■ **Written task 1**
Answer these questions using the blog post about learning mathematics with Anki. Mark your answers (a), (b) and (c), one per line.
(a) What field does the author research?
(b) After how many pages does the author forget the definitions from the first page?
(c) Which decks from the community does the author use?
■ **Written task 2**
In the blog post about learning mathematics with Anki, rewrite the paragraph beginning "And, to solve this kind of problem" as a short bulleted list that keeps its main facts.
■ **Written task 3**
Continue the blog post about learning mathematics with Anki, picking up after its final sentence.

■ **Provided text**
How I use Anki to learn mathematics

by ArthurRainbow7 min read7th Dec 201612 comments


Spaced RepetitionScholarship & Learning
Personal Blog
Here is my first less wrong post (after years spent blogging in French). I discovered  Anki on this blog. I'm now sharing the tips I've been using for months to learn mathematics with Anki. Example(s) of deck can be found on

I'm a French researcher in fundamental computer science, which essentially means that I do mathematics all day long. But my biggest problem is that I'm really bad at learning mathematics. Let me give an example. Hopefully, you should be able to understand even if you don't know the domains I'm using in my examples. One day, I wanted to discover what category theory is. Another day, I wanted to read an introduction to number theory. Two subjects which seem really interesting. And the first pages of those books seems to be crystal clear. After 10 or 20 pages, I have already forgotten the definitions given in the first page, and I am lost. Definitions are not hard, there is just too many of them.

Let me emphasize that I'm speaking of learning definitions you understand. As far as I know, it is mathematically useless to learn things you do not understand. (Apart, may be, if you try to  learn the first digits of Pi, or some few things like that).

In the category theory example, definitions are explained by showing how well-known properties of algebra or of topology are special cases of the introduced category definition. Those examples are really helpful to understand the definitions. Indeed, it allows my mind to go from new notions to known notions. For example, I recall that Epi and Mono are generalization of injective and of surjective. Or of surjective and injective. I can't remember which is which. But at least I know that an arrow can both be Epi and Mono. And even know that I know that Epi in Sets are surjective, I still don't know which of the properties of surjection remains. Which is a trouble since having only the Set example would imply that Epi and Mono imply Iso.

And, to solve this kind of problem, a spaced memorization software is wonderful. The only trouble I have is that the decks which already exist are not really interesting. Because, usually, card creation did not follow any special logic (some scanned hand written lectures note). And furthermore, the already existing decks concern mathematics I'm not interested in. I don't want to learn multiplication table, nor calculus. In fact, the only decks from the community I use are the one from Rationality, from A.I. to Zombie and the one which teach good learning practice. Hence, I'm now creating decks, from books on topic  I want to know.

■ **Dataset excerpt**
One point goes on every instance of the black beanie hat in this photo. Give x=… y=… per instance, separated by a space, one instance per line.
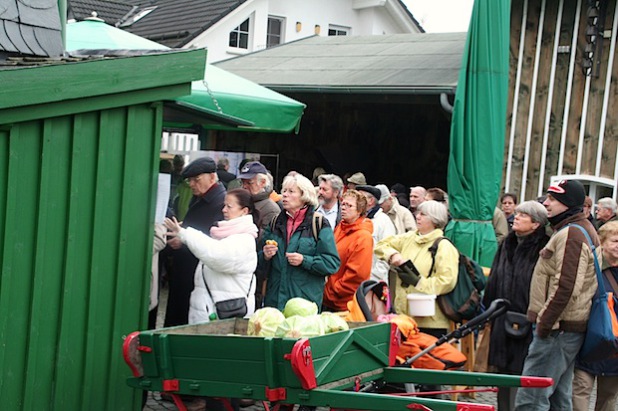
x=371 y=190
x=200 y=166
x=571 y=193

■ **Task response 1**
(a) Fundamental computer science.
(b) After 10 or 20 pages.
(c) The deck from Rationality, from A.I. to Zombie, and the deck that teaches good learning practice.

■ **Task response 2**
- Spaced memorization software is wonderful for this kind of problem.
- Existing decks are not very interesting, because their cards were usually made without any particular logic (for example, scanned handwritten lecture notes).
- They also cover mathematics the author doesn't care about, such as multiplication tables and calculus.
- The only community decks the author uses are the Rationality, from A.I. to Zombie deck and one on good learning practice.
- So the author now makes decks from books on topics of interest.

■ **Task response 3**
The rules I follow


I create a deck per book. Hence I will be able to give the decks to the community, telling each time exactly what belongs in the deck. It means I accept to put in the decks things I already know. And to put the same thing in different decks (for example, the definition of Open Sets of course belongs to a topology deck. But it also belong to a complex analysis book where this definition is restricted to the case of metric space.) I don't think I'm really wasting my time, it allows me to learn things I don't perfectly know but that I would not have created otherwise. Furthermore, it will hopefully allows the community to begin by any book.

I must emphasize that the decks are supposed to help reading the book. Not to be used instead of the book. Because having read the proof at least once is often important. And my decks do not contains proofs (apart when I'm reading research paper and that my goal is to understand complex proofs).

I don't create the entire deck at once. For example, I'm reading a set theory book. Right now I've only read the first chapter. Because there are already too many definitions I do not remember correctly and which is confusing (the type, the cofinality, ...). Hence it  would be too much of a trouble to read the 2nd chapter yet. (Relating to this, I will need to tell the users of my decks to suspend the chapter n+1 until they know the content of the chapter n.)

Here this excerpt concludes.